Your task is to copy every line of the entries that contains "small".

■ **Material for this exercise**:
*** Block opens ***
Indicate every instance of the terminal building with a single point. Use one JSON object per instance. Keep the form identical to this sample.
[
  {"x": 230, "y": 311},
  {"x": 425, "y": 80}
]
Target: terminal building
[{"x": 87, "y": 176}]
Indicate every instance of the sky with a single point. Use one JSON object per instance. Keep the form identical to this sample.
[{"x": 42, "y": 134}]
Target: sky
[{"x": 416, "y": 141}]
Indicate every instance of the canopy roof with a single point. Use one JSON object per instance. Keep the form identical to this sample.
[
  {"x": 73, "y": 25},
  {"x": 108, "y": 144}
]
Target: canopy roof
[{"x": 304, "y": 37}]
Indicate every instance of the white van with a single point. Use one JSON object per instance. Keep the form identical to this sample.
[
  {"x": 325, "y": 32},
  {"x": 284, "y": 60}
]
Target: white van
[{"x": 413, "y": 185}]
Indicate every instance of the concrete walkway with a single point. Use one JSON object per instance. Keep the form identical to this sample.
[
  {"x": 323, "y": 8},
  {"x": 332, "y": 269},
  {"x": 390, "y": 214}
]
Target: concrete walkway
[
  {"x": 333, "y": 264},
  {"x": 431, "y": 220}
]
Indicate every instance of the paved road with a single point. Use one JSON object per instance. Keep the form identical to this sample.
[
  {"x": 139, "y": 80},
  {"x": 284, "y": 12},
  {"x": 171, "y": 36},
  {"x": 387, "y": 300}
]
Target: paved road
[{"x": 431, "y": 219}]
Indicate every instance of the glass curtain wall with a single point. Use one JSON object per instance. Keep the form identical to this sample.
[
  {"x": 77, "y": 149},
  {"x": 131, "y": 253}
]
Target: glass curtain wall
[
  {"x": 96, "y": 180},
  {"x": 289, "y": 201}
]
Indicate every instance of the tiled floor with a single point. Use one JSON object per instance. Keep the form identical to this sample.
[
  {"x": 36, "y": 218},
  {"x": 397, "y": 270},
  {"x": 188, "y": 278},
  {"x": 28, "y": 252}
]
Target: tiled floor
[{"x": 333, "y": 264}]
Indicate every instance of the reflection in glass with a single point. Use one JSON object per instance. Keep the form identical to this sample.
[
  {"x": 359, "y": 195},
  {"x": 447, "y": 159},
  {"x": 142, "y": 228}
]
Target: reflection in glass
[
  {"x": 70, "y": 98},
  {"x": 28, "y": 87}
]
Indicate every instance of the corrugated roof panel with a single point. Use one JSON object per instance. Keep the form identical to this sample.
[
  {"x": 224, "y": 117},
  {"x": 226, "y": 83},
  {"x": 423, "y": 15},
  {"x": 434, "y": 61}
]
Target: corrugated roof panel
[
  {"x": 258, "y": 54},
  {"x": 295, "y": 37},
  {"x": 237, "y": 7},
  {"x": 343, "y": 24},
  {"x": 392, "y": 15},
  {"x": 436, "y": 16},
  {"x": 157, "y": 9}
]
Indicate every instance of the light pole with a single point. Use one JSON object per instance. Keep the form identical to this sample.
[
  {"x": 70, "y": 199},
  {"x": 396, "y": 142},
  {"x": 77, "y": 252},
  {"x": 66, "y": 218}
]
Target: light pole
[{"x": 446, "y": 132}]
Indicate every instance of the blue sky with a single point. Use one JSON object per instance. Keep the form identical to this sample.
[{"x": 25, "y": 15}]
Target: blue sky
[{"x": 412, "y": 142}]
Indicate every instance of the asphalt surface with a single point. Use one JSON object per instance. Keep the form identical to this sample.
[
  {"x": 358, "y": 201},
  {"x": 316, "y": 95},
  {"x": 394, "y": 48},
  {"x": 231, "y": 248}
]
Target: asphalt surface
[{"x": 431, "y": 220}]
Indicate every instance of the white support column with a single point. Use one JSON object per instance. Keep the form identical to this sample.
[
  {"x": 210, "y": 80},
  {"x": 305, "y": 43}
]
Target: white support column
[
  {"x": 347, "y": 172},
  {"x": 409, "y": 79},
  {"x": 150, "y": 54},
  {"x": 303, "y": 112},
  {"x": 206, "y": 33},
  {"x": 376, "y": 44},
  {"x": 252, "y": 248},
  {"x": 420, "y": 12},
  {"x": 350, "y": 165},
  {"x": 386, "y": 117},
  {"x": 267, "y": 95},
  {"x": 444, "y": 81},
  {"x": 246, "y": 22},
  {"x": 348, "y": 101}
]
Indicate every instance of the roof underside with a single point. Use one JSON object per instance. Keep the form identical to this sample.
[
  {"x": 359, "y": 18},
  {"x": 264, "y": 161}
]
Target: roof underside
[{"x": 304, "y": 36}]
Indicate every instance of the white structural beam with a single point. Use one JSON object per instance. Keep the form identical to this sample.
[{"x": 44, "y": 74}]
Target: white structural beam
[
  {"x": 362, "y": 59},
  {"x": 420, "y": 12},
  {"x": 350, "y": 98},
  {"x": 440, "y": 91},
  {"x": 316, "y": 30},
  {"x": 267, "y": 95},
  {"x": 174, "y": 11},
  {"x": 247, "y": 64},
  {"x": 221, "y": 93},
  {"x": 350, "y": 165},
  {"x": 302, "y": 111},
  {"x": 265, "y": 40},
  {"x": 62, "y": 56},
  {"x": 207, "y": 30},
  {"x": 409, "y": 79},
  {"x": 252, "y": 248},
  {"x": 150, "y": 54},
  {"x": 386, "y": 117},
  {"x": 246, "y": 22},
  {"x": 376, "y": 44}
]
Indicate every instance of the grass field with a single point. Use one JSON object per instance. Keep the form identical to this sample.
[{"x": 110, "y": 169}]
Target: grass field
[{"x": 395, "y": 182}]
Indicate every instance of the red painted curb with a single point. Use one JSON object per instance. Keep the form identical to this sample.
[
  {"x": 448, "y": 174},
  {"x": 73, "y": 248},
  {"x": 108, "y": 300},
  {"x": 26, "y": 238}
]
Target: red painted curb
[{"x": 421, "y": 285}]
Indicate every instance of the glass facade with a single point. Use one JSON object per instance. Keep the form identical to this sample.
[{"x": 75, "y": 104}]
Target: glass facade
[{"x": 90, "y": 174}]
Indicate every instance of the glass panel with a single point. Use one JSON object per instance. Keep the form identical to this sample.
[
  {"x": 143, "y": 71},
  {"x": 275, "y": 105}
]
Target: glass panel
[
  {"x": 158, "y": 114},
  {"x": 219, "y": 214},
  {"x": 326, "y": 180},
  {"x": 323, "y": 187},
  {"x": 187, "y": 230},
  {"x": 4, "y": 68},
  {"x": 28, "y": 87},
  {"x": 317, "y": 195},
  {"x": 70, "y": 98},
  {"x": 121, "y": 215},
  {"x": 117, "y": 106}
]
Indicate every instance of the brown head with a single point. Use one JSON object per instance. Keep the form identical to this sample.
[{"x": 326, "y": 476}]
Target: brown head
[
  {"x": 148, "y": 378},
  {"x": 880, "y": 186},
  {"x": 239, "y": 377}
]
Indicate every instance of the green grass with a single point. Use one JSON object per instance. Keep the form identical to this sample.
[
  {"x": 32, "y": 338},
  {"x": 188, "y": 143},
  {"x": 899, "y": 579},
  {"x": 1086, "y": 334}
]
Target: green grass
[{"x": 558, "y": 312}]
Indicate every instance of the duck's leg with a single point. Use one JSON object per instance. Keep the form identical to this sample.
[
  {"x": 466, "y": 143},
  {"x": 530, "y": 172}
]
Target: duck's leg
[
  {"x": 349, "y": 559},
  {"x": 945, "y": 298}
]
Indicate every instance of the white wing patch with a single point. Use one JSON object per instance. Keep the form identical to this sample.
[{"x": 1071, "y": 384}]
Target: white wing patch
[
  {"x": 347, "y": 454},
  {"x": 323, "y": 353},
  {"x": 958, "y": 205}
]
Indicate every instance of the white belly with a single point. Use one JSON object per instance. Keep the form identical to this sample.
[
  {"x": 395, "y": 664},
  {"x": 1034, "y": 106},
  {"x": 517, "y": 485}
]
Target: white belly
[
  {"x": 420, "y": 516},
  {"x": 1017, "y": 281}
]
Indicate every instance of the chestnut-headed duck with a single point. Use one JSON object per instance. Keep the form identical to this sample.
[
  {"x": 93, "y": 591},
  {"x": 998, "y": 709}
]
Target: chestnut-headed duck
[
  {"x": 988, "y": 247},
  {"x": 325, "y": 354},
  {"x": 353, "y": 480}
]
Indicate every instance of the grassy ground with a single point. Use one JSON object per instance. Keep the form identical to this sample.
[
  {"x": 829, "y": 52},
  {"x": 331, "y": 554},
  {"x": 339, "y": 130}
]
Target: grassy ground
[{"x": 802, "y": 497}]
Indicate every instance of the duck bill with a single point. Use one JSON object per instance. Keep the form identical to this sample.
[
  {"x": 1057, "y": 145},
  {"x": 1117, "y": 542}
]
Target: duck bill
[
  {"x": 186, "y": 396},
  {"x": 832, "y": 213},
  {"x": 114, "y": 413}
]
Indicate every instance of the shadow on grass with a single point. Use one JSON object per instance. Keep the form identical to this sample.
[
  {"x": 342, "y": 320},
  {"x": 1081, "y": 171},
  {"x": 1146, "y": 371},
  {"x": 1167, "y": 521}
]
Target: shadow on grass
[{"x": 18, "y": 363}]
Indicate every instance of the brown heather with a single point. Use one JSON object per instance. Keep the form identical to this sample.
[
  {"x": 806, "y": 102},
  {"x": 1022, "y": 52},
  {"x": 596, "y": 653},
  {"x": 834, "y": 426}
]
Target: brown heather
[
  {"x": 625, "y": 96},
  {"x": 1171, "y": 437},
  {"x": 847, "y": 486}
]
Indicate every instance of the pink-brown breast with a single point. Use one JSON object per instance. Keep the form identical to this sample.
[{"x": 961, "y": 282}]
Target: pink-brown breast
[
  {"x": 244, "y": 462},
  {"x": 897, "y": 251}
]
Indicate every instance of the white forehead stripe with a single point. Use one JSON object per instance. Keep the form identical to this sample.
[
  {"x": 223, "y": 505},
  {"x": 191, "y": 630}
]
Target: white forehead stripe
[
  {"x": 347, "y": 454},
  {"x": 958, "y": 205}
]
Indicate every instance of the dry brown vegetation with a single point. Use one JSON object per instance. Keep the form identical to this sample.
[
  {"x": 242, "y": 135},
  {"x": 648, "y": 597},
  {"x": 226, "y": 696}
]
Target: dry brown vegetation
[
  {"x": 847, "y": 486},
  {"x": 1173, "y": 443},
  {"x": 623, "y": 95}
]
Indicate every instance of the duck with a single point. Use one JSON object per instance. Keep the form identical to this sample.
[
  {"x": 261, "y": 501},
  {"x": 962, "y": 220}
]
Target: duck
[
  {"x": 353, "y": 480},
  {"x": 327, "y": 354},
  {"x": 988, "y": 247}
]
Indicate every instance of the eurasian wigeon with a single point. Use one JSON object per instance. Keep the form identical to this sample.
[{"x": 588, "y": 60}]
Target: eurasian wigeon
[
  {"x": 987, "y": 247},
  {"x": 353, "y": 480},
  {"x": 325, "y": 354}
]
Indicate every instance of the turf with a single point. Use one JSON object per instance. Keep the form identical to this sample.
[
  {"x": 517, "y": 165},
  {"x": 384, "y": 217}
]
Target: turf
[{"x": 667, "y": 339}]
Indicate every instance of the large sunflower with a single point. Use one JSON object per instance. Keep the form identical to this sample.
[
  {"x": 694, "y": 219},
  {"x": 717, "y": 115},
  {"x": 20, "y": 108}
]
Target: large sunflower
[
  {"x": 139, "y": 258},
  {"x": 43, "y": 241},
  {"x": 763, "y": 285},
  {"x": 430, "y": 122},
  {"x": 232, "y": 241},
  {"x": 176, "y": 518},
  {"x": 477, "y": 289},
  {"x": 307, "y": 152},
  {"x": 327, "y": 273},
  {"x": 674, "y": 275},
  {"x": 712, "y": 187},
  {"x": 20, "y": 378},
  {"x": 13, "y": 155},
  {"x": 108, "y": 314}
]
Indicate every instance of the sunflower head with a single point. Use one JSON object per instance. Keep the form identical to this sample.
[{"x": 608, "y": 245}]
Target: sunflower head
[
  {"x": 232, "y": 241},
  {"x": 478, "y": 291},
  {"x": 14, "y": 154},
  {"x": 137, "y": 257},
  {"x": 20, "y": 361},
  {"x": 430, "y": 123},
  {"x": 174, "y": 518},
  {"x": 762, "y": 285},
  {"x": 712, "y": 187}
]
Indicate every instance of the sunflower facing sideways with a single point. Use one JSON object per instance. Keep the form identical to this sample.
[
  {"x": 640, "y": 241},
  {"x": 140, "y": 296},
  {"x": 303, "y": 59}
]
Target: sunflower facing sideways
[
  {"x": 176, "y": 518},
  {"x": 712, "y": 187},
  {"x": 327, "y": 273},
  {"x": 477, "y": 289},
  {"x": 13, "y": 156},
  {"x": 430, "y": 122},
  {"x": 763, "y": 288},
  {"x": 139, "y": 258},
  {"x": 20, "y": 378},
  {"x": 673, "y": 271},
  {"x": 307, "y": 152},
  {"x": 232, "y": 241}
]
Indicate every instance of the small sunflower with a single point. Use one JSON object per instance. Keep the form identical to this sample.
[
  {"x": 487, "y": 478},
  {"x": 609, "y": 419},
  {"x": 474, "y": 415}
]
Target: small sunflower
*** Block closes ***
■ **Task output**:
Indicate every instance of the small sunflower with a single point. Use one JSON object per instance. Keep the form identical to this sample.
Target: small sunflower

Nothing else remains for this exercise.